**** SOURCE PASSAGE ****

US unveils higher tariffs on China solar cell imports
The US is to impose sharply higher tariffs on solar cells imported from China, which it says will offset the subsidies China pays its manufacturers.
The Department of Commerce said it will impose tariffs of between 14.78% to 15.97% on Chinese firms.
This compares with an earlier level of between 2.9% and 4.73% it announced in March.
China has criticised the move saying it will hurt trade relations and will provoke trade friction.
"The US is provoking trade friction in the new energy sector, and sending a negative signal to the world that stirs global trade protectionism and obstructs the sector's development," Shen Danyang, spokesman for China's Commerce Ministry was quoted as saying by the Reuters news agency.
The export of solar cells and solar panels has been a contentious issue between the US and China.
The US-based manufacturers of these products have alleged that government subsidies provided to Chinese firms have helped them cut their prices and flood the market with cheap products.
In its latest report, the Department of Commerce concluded that Chinese firms were selling products in the US at rates below fair value, a practice know as "dumping".
It said it would levy anti-dumping duties against these firms.
However, the department added that it would issue the orders for the anti-subsidy tariffs and anti-dumping duties once the US International Trade Commission (ITC) affirmed that these practices were hurting US firms.
The ITC is expected to announce its decision on the matter by 23 November.
Timothy Brightbill, a legal representative for SolarWorld Industries Americas, one of the firms that has been the most vocal opponent of Chinese companies, said it would keep up the pressure on authorities to implement strict measures.
"In our view, all Chinese cells and all Chinese modules are dumped and subsidised," he said.

****

*WORK ORDER*
Which percentage figures appear in the solar tariff article above?

**** ENTRIES SUPPLIED ****

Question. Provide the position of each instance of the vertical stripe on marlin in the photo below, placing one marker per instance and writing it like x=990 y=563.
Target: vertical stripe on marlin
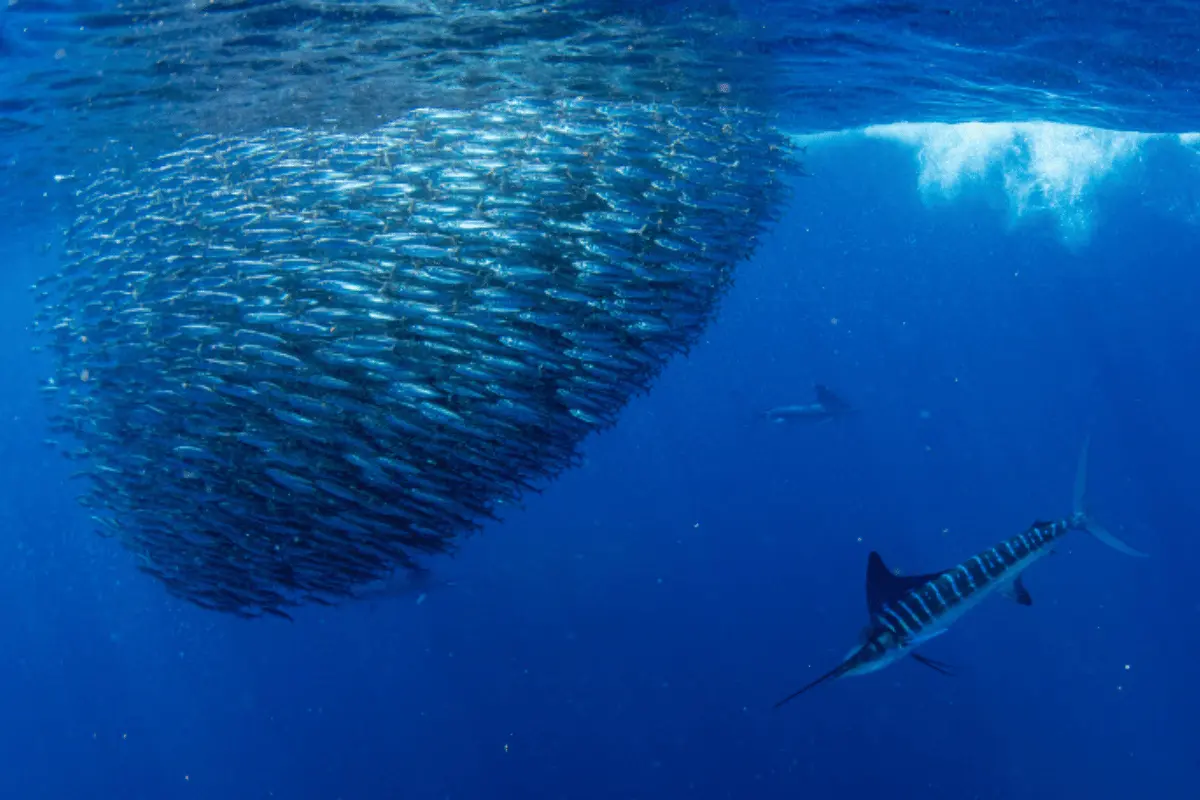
x=929 y=599
x=905 y=615
x=912 y=605
x=975 y=567
x=951 y=587
x=935 y=588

****

*YOUR RESPONSE*
14.78%, 15.97%, 2.9%, 4.73%